What you need to do: Retype the passage of the interview on ICRC detention visits from "They most certainly" to "improvement over time.", word for word.

Do ICRC visits really make a difference to the detainees?
They most certainly do. The fact that we go to these places, monitor treatment and provide recommendations makes things happen: the authorities take things up and make concrete changes on the basis of our recommendations. I was struck by how many people I met who mentioned how important it was to them to receive Red Cross messages, or to be able to visit a detained relative when the ICRC was organizing visits for families to Camp Bucca and other US detention facilities. Our visits are also very important for detainees who might not otherwise be granted legal safeguards. Being able to make repeat visits is particularly important.
Even if the ICRC has access to a place of detention, that is not a guarantee that things are as they should be there. Visits have to be repeated so that there can be improvement over time.
How are visits going to detainees held under US authority?

(Collected data)

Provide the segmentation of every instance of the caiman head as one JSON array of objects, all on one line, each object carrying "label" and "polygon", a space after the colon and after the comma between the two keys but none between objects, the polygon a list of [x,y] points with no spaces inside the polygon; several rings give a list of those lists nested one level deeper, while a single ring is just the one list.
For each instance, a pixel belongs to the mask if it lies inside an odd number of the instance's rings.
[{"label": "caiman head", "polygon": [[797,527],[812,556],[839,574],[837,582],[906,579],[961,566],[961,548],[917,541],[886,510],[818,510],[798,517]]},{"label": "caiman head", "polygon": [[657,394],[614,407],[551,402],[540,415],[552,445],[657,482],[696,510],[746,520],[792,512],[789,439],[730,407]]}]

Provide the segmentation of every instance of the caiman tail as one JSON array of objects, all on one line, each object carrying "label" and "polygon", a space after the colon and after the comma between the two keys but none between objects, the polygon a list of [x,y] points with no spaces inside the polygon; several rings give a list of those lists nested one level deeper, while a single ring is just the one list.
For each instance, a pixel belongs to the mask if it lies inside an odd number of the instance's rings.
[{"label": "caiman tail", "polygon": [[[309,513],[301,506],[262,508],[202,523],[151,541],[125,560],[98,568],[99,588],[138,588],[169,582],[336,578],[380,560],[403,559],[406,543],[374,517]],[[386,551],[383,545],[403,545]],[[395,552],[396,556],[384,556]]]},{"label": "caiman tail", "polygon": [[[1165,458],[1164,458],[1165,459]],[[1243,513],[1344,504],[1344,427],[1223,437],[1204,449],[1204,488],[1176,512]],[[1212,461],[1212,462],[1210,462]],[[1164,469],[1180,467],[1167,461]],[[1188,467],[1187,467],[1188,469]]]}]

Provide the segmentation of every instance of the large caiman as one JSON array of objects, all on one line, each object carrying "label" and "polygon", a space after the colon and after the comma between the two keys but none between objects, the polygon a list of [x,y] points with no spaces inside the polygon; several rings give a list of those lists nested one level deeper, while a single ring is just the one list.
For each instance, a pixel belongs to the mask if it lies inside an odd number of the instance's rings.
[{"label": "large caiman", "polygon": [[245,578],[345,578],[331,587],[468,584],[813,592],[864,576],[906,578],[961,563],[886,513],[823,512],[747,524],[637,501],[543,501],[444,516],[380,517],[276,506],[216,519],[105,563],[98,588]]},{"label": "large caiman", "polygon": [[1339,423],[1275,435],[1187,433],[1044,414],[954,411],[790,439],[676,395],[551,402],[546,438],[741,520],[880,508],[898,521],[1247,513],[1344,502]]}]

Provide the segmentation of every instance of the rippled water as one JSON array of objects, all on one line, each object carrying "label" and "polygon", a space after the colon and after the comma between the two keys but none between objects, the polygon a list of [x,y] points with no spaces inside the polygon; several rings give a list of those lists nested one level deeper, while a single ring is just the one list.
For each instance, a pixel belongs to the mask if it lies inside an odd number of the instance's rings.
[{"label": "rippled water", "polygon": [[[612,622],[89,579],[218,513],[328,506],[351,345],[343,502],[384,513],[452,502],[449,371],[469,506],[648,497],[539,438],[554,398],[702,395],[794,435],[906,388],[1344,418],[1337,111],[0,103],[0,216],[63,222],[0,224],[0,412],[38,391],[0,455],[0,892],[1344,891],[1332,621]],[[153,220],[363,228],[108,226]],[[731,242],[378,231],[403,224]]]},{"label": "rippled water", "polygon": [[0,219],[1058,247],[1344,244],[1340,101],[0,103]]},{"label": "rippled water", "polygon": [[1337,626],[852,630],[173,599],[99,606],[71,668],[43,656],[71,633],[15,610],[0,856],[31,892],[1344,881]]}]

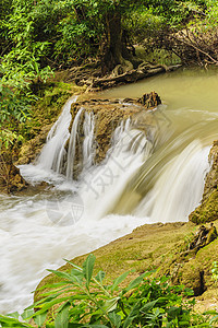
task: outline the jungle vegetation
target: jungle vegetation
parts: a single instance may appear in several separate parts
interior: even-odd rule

Answer for this exercise:
They most certainly do. The fact that we go to these places, monitor treatment and provide recommendations makes things happen: the authorities take things up and make concrete changes on the basis of our recommendations. I was struck by how many people I met who mentioned how important it was to them to receive Red Cross messages, or to be able to visit a detained relative when the ICRC was organizing visits for families to Camp Bucca and other US detention facilities. Our visits are also very important for detainees who might not otherwise be granted legal safeguards. Being able to make repeat visits is particularly important.
Even if the ICRC has access to a place of detention, that is not a guarantee that things are as they should be there. Visits have to be repeated so that there can be improvement over time.